Injury In Hack?

In 2016, the number of American consumers impacted by identity theft rose to 15.4 million from 13.1 million in 2015. Eighty-five percent of identity theft victims do not realize their identity has been stolen for a year or longer; and, according to a study completed in 2006, only 0.14% of identity thieves are ever caught.

Unfortunately for these millions of Americans, circuit courts are split over whether threat of future identity theft satisfies the “imminent injury-in-fact” requirement for Article III standing. Article III standing requires: (1) concrete, imminent injury-in-fact; (2) proximate causation; and (3) redressability. The split concerns the meaning of “imminent” within the injury-in-fact requirement.

Clapper v. Amnesty International

The primary case cited by courts on both sides of the issue is Clapper v. Amnesty International. In Clapper, the Supreme Court ruled that an “objectively reasonable likelihood” a future injury will be suffered by the plaintiff is insufficient for Article III standing, and that costs incurred to mitigate speculative harm do not satisfy the injury-in-fact requirement for standing. However, the court stopped short of ruling plaintiffs must prove that the harm will certainly occur. In some cases, “substantial risk” the injury will occur is sufficient.

The Splits

Does increased risk of identity theft qualify as a “substantial risk,” satisfying the imminent injury-in-fact requirement for Article III standing?

To Stand….

The Sixth, Seventh, and Ninth Circuits have held increased threat of identity theft qualifies as an imminent injury-in-fact. Moreover, these courts have held that costs incurred in response to this imminent injury qualify as a present injury-in-fact.

The Sixth and Seventh Circuits rest their decisions on a broad reading of Clapper. The Ninth Circuit decision was made prior to the Supreme Court’s ruling. These courts consider the increased threat to identity theft to satisfy the “substantial risk” standard for injury-in-fact.

In addition to a broad interpretation of Clapper, these courts distinguish the increased threat of identity fraud from the plaintiffs’ claims in Clapper. Primarily, the plaintiffs know their information has been stolen. In contrast, the plaintiffs in Clapper only suspected their conversations were being record. Costs are incurred from a breach of personal information in both cases, but, these courts distinguish the costs incurred to prevent identity theft from the costs incurred by the Clapper plaintiffs. Because the harm in Clapper was purely speculative, the costs incurred therefrom were merely to mitigate tenuous harm. However, if the increased threat of identity theft is not a speculative harm, costs incurred to mitigate should qualify as present injury.

Listing:
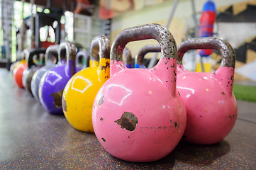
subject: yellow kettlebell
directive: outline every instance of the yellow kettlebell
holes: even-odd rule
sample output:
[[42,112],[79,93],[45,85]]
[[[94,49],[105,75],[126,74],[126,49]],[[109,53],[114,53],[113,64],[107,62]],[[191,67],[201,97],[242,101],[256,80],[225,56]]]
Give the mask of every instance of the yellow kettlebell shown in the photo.
[[[91,44],[89,67],[75,74],[62,95],[62,108],[67,121],[75,129],[93,132],[91,110],[94,98],[110,76],[110,42],[102,35]],[[95,62],[99,54],[99,63]]]

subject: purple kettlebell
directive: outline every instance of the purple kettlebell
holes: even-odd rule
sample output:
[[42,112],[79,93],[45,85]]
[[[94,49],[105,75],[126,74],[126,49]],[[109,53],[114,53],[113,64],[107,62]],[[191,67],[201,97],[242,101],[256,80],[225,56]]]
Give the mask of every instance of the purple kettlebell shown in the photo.
[[60,45],[56,67],[45,72],[39,85],[39,98],[51,114],[64,115],[62,92],[69,79],[79,70],[76,67],[76,48],[70,42]]

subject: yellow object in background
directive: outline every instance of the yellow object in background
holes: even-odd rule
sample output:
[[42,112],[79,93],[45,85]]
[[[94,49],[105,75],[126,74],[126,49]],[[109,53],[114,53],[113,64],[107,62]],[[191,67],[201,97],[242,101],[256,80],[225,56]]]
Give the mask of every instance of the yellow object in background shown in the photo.
[[[105,35],[92,40],[91,53],[89,67],[69,80],[62,94],[62,109],[67,121],[75,129],[87,132],[94,132],[91,110],[94,98],[110,77],[110,43]],[[96,54],[101,55],[99,62],[96,61]]]

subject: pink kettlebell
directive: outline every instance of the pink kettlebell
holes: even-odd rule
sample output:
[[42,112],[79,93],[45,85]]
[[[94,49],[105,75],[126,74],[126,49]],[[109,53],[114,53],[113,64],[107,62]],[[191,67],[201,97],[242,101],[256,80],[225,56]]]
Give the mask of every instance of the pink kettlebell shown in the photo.
[[[189,50],[215,49],[222,56],[214,72],[192,72],[182,65]],[[187,120],[183,140],[199,144],[220,142],[235,125],[238,107],[232,92],[235,55],[225,40],[213,38],[188,40],[178,47],[177,89],[186,105]]]
[[[152,69],[128,69],[122,60],[127,43],[155,39],[161,59]],[[129,162],[160,159],[177,146],[187,115],[176,90],[177,46],[172,35],[158,24],[126,29],[111,50],[110,79],[94,103],[94,132],[105,149]]]

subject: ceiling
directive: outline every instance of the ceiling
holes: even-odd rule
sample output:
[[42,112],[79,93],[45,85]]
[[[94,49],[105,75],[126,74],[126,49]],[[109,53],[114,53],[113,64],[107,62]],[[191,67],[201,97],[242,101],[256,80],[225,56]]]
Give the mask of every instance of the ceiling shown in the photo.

To be done:
1. From the article on identity theft and standing, write out everything from "Injury In Hack?" down to "the injury-in-fact requirement.".
2. In the article on identity theft and standing, which circuits have held that increased threat of identity theft qualifies as an imminent injury-in-fact?

Solutions to the exercise:
1.
Injury In Hack?

In 2016, the number of American consumers impacted by identity theft rose to 15.4 million from 13.1 million in 2015. Eighty-five percent of identity theft victims do not realize their identity has been stolen for a year or longer; and, according to a study completed in 2006, only 0.14% of identity thieves are ever caught.

Unfortunately for these millions of Americans, circuit courts are split over whether threat of future identity theft satisfies the “imminent injury-in-fact” requirement for Article III standing. Article III standing requires: (1) concrete, imminent injury-in-fact; (2) proximate causation; and (3) redressability. The split concerns the meaning of “imminent” within the injury-in-fact requirement.

2. The Sixth, Seventh, and Ninth Circuits.